La cuestión, por raro que parezca, es que una y otra lectura —rebajadas, eso sí, de excesos demagógicos y propagandísticos— son perfectamente compatibles y reflejan verdades que se superponen en la realidad que nos toca vivir. Diría, de hecho, que la gran característica de la sociedad actual en nuestro entorno es esta dualidad brutalmente contradictoria: conviven en más o menos el mismo espacio y planos no demasiado alejados la miseria casi absoluta con una holgada prosperidad. Ocurre que cada bandería ideológica pretende mostrar solo el trocito que le interesa a sus fines. Dependiendo de si se gobierna o se aspira a desalojar a quienes lo hacen, se nos vende la bonanza a un cuarto de hora de ser recobrada o se nos pinta un tenebroso paisaje lunar. La paradoja, como señalaba, es que unos y otros mienten y dicen parte de la verdad al mismo tiempo.

Aprovechar la tragedia

Si la muerte en general resulta un caramelo para los discursos políticos y los titulares, la de una niña en particular constituye una tentación irresistible. Que le vayan dando a la prudencia, a la mesura, y por descontando, a la deontología. Así de asqueroso y así de hediondo, pero los que se andan con remilgos no prosperan demasiado ni en mi oficio ni en el escalafón de los partidos. Además, siempre puede uno refugiarse en la decreciente exigencia de la clientela respecto a la verdad.

▶ **EXTRACTOS DE DATOS**

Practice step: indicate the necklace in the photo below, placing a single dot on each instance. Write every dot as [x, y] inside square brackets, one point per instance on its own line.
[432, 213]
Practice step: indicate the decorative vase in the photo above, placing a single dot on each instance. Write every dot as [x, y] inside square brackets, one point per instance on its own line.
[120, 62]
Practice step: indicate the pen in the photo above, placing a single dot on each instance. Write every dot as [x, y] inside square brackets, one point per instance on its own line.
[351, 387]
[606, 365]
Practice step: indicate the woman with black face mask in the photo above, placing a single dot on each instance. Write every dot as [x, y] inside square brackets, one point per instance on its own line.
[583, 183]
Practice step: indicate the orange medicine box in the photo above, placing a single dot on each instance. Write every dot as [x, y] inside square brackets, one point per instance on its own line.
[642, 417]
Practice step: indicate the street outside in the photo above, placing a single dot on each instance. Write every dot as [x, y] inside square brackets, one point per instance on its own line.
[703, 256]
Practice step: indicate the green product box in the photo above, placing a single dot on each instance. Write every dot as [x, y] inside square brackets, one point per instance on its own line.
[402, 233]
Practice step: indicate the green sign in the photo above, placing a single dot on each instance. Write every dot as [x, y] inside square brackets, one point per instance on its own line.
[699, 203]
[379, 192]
...
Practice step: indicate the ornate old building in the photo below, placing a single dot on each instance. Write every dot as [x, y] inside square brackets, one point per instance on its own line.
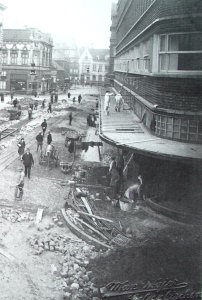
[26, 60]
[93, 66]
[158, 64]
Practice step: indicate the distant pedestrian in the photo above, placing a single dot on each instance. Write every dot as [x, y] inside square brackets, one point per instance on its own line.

▶ **TAREA 1**
Contesta estas preguntas con lo que dice el texto sobre la pobreza y la prosperidad:
(a) ¿Qué dos cosas conviven en más o menos el mismo espacio?
(b) ¿Qué constituye una tentación irresistible?
(c) ¿Dónde puede uno refugiarse siempre?
▶ **TAREA 2**
Traduce al inglés esta oración del texto sobre la pobreza y la prosperidad: "Ocurre que cada bandería ideológica pretende mostrar solo el trocito que le interesa a sus fines."
▶ **TAREA 3**
Prosigue el texto sobre la pobreza y la prosperidad a partir de su última oración.

▶ **RESPUESTA 1**
(a) La miseria casi absoluta y una holgada prosperidad.
(b) La muerte de una niña en particular.
(c) En la decreciente exigencia de la clientela respecto a la verdad.

▶ **RESPUESTA 2**
It so happens that each ideological faction seeks to show only the small piece that serves its purposes.

▶ **RESPUESTA 3**
Una tragedia monda y lironda vende por sí sola, pero a poco que se condimente al gusto de los comensales, el éxito está asegurado. En el caso de la pequeña de Trebiño, los ingredientes parecían estar dispuestos adrede. A la desgracia se sumaba el contexto. O tal vez, viceversa. Los muchos datos que faltaban —y siguen faltando a esta hora—, incluidos los decisivos, eran perfectamente sustituibles por especulaciones a la medida de las obsesiones. Total, nadie los iba a echar en falta. Al contrario, quien tuviera la osadía de apelar a la cautela de la que hablaron en la facultad aquella mañana en que también estábamos jugando al mus en el bar pasaría por connivente, morroi, o en la mejor de las versiones, pinchaglobos. Qué puta manía, dirían, de atenerse a los hechos, cuando es tan fácil y cómodo moldearlos a beneficio de obra.

Me sumo, cómo no hacerlo siendo humano, a los que claman que la muerte de Anne no debería haber ocurrido. Sin embargo, no estoy en condiciones de asegurar que podría haberse evitado y menos, de señalar a ciencia cierta a sus hipotéticos responsables. No hasta conocer todos los detalles.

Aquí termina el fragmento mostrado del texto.